# [SHORT EXERCISE]
Reproduce each of the records below verbatim, keeping every line in order.

::::

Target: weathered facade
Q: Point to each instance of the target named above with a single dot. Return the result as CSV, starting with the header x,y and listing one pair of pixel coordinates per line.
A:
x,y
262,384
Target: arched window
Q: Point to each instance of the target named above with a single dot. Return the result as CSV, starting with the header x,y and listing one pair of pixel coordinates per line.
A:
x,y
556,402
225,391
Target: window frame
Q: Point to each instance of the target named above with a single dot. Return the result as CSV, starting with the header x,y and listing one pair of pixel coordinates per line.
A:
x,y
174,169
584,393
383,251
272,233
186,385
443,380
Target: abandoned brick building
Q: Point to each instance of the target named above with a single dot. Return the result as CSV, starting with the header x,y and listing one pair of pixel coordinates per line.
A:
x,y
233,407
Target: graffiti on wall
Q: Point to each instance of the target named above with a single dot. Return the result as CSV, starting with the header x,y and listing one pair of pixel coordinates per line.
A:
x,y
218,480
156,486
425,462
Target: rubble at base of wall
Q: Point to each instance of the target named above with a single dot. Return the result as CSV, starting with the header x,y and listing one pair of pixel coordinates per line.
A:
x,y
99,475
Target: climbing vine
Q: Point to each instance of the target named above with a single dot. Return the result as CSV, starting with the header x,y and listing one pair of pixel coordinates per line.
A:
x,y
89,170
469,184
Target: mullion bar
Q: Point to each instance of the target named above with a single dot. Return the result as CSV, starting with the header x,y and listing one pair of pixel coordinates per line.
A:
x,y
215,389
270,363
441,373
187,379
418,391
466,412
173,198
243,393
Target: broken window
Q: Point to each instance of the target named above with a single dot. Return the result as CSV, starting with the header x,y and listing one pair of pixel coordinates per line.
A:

::::

# [RESPONSE BELOW]
Target: weathered facade
Q: Point to each instance of the target named above with a single dot. Return the result as CSV, starting with the header x,y and listing one pair of pixel coordinates per line.
A:
x,y
262,384
Target: arched window
Q: Point to each instance of the target named above with a single dot. Return the result as CSV, starting with the header x,y and listing one pair of pixel coordinates per line.
A:
x,y
556,402
225,391
Target: window frame
Q: Point to each instance of the target named above with a single dot. Return the result as CSV, starting with the header x,y and listing one pair of pixel coordinates per line.
A:
x,y
174,169
584,393
383,251
272,233
186,385
443,380
Target: abandoned brick building
Q: Point to each instance of the target named above with a single dot. Return the result as CSV, starting with the header x,y and listing one pair of pixel coordinates per line.
A:
x,y
233,407
Target: graffiti on wall
Q: Point to each instance of the target named above with a single dot. Return the result as CSV, starting with the header x,y and listing one pair of pixel coordinates per line.
A:
x,y
218,480
156,486
425,462
Target: rubble at base of wall
Q: Point to each instance of the target named above with a single dot. Return the result as CSV, starting with the header x,y and listing one pair of pixel coordinates per line.
A:
x,y
99,475
Target: climbing vine
Q: Point to each instance of the target named above with a single dot. Return the result as CSV, starting with the header x,y and listing one pair of pixel coordinates per line.
A:
x,y
89,170
469,184
Target: mullion bar
Q: Point to each instance of the target named above with a single dot. Return the result as CSV, starting with the header x,y and listing one pair of pixel coordinates per line.
A:
x,y
215,389
270,363
441,373
187,379
418,391
466,412
173,198
243,393
Target: broken window
Q: Point to each instance of the target named above with a single dot. Return the result as CSV, starting with the header x,y and listing one pair of pixel coordinates per line.
A:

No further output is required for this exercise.